== Exercise directions ==
Reproduce the material below with "red jersey" replaced by "green jersey" wherever it occurs, changing nothing else.

== Input ==
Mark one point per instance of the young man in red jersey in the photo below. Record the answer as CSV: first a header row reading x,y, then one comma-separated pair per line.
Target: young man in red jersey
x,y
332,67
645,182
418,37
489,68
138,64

== Task output ==
Mark one point per instance of the young man in green jersey in the photo below. Record the answer as CSV: first a header row reading x,y, then one comma-separated pair per line.
Target: young man in green jersey
x,y
332,67
645,182
418,37
489,68
138,64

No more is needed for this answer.